> [Extracted information]:
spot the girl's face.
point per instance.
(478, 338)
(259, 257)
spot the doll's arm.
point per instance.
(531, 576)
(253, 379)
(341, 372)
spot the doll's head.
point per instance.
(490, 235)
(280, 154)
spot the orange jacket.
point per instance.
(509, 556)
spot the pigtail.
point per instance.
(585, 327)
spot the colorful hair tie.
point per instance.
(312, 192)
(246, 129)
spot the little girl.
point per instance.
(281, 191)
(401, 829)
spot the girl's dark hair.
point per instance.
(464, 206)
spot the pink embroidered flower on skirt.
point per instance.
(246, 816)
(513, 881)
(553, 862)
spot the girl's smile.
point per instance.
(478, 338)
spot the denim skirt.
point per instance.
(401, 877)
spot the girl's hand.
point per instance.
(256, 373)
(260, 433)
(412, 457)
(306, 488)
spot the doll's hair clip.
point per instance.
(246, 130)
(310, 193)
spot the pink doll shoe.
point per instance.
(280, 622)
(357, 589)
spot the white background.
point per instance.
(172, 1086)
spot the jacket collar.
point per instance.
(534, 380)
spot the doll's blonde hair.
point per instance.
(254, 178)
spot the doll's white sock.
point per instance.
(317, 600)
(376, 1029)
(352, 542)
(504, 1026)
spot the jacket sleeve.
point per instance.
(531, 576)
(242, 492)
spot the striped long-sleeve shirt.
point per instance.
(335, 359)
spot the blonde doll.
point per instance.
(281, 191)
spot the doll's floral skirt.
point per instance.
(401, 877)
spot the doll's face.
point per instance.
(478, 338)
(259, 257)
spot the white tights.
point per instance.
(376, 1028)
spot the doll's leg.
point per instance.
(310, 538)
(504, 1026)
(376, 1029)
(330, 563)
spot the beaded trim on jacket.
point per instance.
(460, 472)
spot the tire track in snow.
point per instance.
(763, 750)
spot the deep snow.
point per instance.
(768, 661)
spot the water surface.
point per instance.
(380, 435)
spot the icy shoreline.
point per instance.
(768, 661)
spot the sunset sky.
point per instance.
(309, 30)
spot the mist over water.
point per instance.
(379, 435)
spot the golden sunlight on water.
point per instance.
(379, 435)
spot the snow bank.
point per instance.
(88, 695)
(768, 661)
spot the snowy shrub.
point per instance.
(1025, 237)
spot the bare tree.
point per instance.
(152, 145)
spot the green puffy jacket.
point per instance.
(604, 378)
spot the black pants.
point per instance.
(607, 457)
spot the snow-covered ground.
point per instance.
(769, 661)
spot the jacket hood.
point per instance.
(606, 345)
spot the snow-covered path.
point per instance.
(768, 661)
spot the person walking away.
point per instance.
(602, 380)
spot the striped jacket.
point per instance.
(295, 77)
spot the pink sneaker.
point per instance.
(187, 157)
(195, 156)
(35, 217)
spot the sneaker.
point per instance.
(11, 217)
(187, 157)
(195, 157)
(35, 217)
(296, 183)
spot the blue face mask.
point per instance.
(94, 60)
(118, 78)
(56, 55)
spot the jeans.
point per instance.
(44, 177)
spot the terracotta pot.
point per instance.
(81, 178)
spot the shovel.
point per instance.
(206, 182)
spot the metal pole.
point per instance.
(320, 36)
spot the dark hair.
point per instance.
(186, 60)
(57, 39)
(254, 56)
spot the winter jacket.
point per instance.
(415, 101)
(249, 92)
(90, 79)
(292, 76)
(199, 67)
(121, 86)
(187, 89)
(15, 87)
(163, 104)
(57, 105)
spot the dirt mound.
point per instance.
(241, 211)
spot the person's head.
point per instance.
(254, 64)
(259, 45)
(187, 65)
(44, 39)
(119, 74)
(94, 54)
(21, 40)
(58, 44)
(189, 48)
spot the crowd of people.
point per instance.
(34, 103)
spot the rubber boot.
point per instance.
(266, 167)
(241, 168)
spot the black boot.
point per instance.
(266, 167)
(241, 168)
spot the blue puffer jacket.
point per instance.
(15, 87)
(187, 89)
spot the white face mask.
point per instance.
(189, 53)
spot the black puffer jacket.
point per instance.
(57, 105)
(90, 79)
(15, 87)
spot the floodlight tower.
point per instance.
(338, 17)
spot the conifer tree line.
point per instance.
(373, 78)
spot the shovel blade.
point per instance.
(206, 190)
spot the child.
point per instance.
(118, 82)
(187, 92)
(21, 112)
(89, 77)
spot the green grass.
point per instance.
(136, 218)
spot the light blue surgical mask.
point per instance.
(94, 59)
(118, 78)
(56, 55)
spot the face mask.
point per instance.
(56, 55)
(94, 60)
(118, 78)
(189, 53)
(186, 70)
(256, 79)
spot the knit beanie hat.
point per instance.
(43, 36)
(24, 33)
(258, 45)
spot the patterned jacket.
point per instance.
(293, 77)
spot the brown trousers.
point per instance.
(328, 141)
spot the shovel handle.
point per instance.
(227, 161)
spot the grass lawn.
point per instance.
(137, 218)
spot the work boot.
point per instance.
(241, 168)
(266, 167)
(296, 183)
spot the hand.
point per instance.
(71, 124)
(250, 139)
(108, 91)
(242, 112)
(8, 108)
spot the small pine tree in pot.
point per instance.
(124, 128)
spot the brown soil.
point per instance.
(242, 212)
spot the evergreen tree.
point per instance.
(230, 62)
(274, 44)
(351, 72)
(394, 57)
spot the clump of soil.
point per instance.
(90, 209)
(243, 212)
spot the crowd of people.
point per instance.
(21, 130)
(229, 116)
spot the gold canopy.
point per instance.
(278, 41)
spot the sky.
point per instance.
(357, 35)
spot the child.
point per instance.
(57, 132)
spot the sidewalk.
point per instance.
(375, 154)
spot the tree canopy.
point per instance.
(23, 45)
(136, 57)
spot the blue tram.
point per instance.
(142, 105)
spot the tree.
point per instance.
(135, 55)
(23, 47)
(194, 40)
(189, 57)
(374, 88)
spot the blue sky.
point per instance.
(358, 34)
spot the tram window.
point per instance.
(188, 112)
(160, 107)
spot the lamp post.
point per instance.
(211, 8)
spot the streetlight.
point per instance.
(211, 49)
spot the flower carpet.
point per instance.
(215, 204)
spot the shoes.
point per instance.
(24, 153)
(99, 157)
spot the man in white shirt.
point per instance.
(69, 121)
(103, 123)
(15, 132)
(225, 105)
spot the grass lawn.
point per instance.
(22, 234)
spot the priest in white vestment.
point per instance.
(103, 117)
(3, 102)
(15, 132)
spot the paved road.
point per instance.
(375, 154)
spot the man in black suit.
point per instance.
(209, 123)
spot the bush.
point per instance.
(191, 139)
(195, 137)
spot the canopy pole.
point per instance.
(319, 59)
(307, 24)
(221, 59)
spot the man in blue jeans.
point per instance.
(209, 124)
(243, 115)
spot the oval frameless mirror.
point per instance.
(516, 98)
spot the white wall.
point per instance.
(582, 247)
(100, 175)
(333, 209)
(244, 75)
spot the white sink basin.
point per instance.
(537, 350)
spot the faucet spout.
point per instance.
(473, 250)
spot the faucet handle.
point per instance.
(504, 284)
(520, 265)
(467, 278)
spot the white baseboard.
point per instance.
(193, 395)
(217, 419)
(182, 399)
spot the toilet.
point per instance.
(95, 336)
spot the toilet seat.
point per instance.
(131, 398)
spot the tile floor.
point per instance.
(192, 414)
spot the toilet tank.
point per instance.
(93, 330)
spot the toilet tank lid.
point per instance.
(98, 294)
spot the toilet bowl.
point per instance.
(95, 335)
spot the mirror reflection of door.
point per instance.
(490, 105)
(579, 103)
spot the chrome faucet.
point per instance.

> [Problem requirements]:
Rewrite all of the lines, putting "one point for each instance" in place of every "point per instance" and leaving everything else unchanged.

> [Complete response]:
spot the girl's face.
one point for each instance.
(478, 338)
(259, 257)
spot the doll's arm.
one point for each instance.
(531, 576)
(253, 379)
(341, 372)
spot the doll's head.
one point for each instance.
(490, 235)
(280, 154)
spot the orange jacket.
one point for each instance.
(509, 556)
spot the pigtail.
one point for each instance.
(585, 327)
spot the colorful hair tie.
one point for each instance.
(312, 192)
(246, 129)
spot the little girl.
one point for each instance.
(281, 191)
(401, 829)
spot the girl's dark hair.
one point for each instance.
(464, 206)
spot the pink embroidered flower on skirt.
one point for each instance.
(246, 816)
(513, 881)
(553, 862)
spot the girl's smile.
one point for each instance.
(478, 338)
spot the denim skirt.
one point for each instance.
(401, 877)
spot the girl's hand.
one point for each instance.
(256, 373)
(260, 433)
(412, 457)
(306, 488)
spot the doll's hair clip.
one point for each instance.
(246, 130)
(310, 193)
spot the pink doll shoe.
one point for each instance.
(280, 622)
(357, 589)
spot the white background.
one point for each instance.
(172, 1086)
spot the jacket collar.
one point for each instance.
(534, 380)
spot the doll's blonde hair.
one point for each instance.
(254, 178)
spot the doll's white sock.
one point for each instance.
(317, 600)
(376, 1029)
(352, 542)
(504, 1026)
spot the jacket sleeve.
one point for each instance.
(531, 576)
(242, 492)
spot the striped long-sleeve shirt.
one point for each instance.
(335, 359)
spot the blonde doll.
one point for each instance.
(281, 191)
spot the doll's floral skirt.
one point for each instance.
(401, 877)
spot the doll's face.
one point for each instance.
(478, 338)
(259, 257)
spot the white tights.
one point for each instance.
(376, 1028)
spot the doll's leg.
one point for each instance.
(310, 538)
(504, 1026)
(376, 1029)
(330, 563)
spot the beaded trim on jacket.
one point for each instance.
(460, 472)
spot the tire track in snow.
one point for each instance.
(763, 750)
spot the deep snow.
one point for each instance.
(768, 661)
spot the water surface.
one point for each instance.
(380, 435)
spot the icy shoreline.
one point for each instance.
(768, 661)
spot the sunset sky.
one point for each instance.
(309, 30)
spot the mist over water.
one point for each instance.
(379, 435)
spot the golden sunlight on water.
one point for each instance.
(379, 435)
spot the snow bank.
one point for each instance.
(88, 695)
(768, 661)
spot the snowy shrub.
one point for each instance.
(1025, 237)
spot the bare tree.
one point for each instance.
(152, 145)
spot the green puffy jacket.
one point for each instance.
(604, 378)
spot the black pants.
one point for each instance.
(607, 457)
spot the snow-covered ground.
one point for each instance.
(769, 661)
spot the jacket hood.
one point for each instance.
(606, 345)
spot the snow-covered path.
one point for each instance.
(768, 661)
spot the person walking away.
one point for each instance.
(602, 380)
spot the striped jacket.
one point for each instance.
(295, 77)
spot the pink sneaker.
one point for each instance.
(187, 157)
(195, 156)
(35, 217)
spot the sneaker.
one point for each instance.
(11, 217)
(187, 157)
(195, 157)
(35, 217)
(296, 183)
spot the blue face mask.
one point for each instance.
(94, 60)
(118, 78)
(56, 55)
spot the jeans.
one point for each instance.
(44, 177)
spot the terracotta pot.
one point for each instance.
(81, 178)
spot the shovel.
one point for each instance.
(206, 182)
spot the metal pole.
one point for each instance.
(320, 36)
spot the dark hair.
one point for each instance.
(186, 60)
(57, 39)
(254, 56)
spot the winter jacket.
one point for each instance.
(415, 101)
(249, 92)
(90, 79)
(292, 76)
(199, 67)
(121, 86)
(187, 89)
(15, 87)
(163, 104)
(57, 105)
spot the dirt mound.
one point for each instance.
(241, 211)
spot the person's head.
one point for each instance.
(254, 64)
(259, 45)
(187, 65)
(44, 39)
(119, 74)
(94, 54)
(21, 40)
(58, 44)
(189, 48)
spot the crowd of people.
one point for each instance.
(34, 103)
spot the rubber boot.
one point for each instance.
(266, 167)
(241, 168)
spot the black boot.
one point for each instance.
(266, 167)
(241, 168)
spot the blue puffer jacket.
one point for each instance.
(15, 87)
(187, 89)
spot the white face mask.
one point for each instance.
(189, 53)
spot the black puffer jacket.
one point for each instance.
(57, 105)
(90, 79)
(15, 87)
spot the floodlight tower.
one point for each instance.
(338, 17)
spot the conifer tree line.
one point for each instance.
(373, 78)
spot the shovel blade.
one point for each instance.
(206, 190)
spot the child.
one point for each instance.
(118, 82)
(187, 92)
(21, 112)
(89, 77)
spot the green grass.
one point for each instance.
(136, 218)
spot the light blue surgical mask.
one point for each instance.
(94, 59)
(118, 78)
(56, 55)
spot the face mask.
one point for each instance.
(56, 55)
(94, 60)
(118, 78)
(189, 53)
(186, 70)
(256, 79)
spot the knit beanie hat.
one point for each instance.
(43, 36)
(24, 33)
(258, 45)
spot the patterned jacket.
one point for each instance.
(293, 77)
spot the brown trousers.
one point for each instance.
(328, 141)
spot the shovel handle.
one point for each instance.
(227, 161)
spot the grass lawn.
one point for each instance.
(137, 218)
spot the work boot.
one point for each instance.
(241, 168)
(266, 167)
(296, 183)
spot the hand.
one point for each instance.
(71, 124)
(250, 139)
(108, 91)
(242, 112)
(8, 108)
spot the small pine tree in pot.
one point for each instance.
(124, 128)
spot the brown soil.
one point for each instance.
(242, 212)
spot the evergreen tree.
one point for each instance.
(230, 62)
(274, 44)
(351, 72)
(394, 57)
spot the clump of soil.
one point for each instance.
(90, 209)
(243, 212)
spot the crowd of people.
one point for each instance.
(21, 130)
(229, 116)
spot the gold canopy.
one point for each instance.
(278, 41)
spot the sky.
one point for each instance.
(357, 35)
spot the child.
one point for each instance.
(57, 132)
spot the sidewalk.
one point for each instance.
(375, 154)
spot the tree canopy.
one point for each instance.
(23, 45)
(136, 57)
spot the blue tram.
one point for each instance.
(142, 105)
spot the tree.
one point for each instance.
(135, 55)
(23, 47)
(194, 40)
(189, 57)
(374, 88)
spot the blue sky.
one point for each instance.
(358, 34)
spot the tram window.
one point for each instance.
(188, 112)
(160, 107)
spot the lamp post.
one point for each instance.
(211, 8)
spot the streetlight.
one point for each instance.
(211, 49)
spot the flower carpet.
one point for each instance.
(215, 204)
spot the shoes.
one point for each instance.
(24, 153)
(99, 157)
spot the man in white shirt.
one point for each instance.
(69, 121)
(103, 123)
(15, 132)
(225, 105)
spot the grass lawn.
one point for each instance.
(22, 234)
spot the priest in white vestment.
one point for each instance.
(103, 117)
(3, 102)
(15, 132)
spot the paved road.
one point for each instance.
(375, 154)
spot the man in black suit.
one point for each instance.
(209, 123)
spot the bush.
one point for each instance.
(191, 139)
(195, 137)
spot the canopy pole.
one point for each instance.
(319, 59)
(307, 24)
(221, 59)
spot the man in blue jeans.
one point for each instance.
(209, 124)
(243, 115)
spot the oval frameless mirror.
one point for each instance.
(516, 98)
spot the white wall.
one point for each instance.
(582, 247)
(100, 175)
(333, 209)
(244, 75)
spot the white sink basin.
one point for each instance.
(537, 350)
spot the faucet spout.
one point for each instance.
(473, 250)
spot the faucet handle.
one point for each instance.
(504, 284)
(520, 265)
(467, 278)
spot the white baseboard.
one point for each instance.
(193, 395)
(217, 419)
(182, 399)
spot the toilet.
one point for each instance.
(95, 336)
spot the toilet seat.
one point for each instance.
(131, 398)
spot the tile floor.
one point for each instance.
(192, 414)
spot the toilet tank.
one point for each instance.
(93, 330)
spot the toilet tank lid.
one point for each instance.
(98, 294)
spot the toilet bowl.
one point for each instance.
(95, 335)
spot the mirror reflection of door.
one point for each instance.
(490, 105)
(579, 103)
spot the chrome faucet.
one point for each instance.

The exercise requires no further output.